== WHAT THE TASK REQUIRES ==
Output every line below exactly.

________

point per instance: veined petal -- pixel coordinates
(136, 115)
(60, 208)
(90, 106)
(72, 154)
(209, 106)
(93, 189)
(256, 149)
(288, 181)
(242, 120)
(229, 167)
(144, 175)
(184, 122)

________

== WORKED SOLUTION ==
point per instance: veined petal -- pixel coordinates
(136, 115)
(60, 208)
(90, 106)
(72, 154)
(209, 106)
(93, 189)
(256, 149)
(288, 181)
(242, 120)
(229, 167)
(144, 175)
(184, 122)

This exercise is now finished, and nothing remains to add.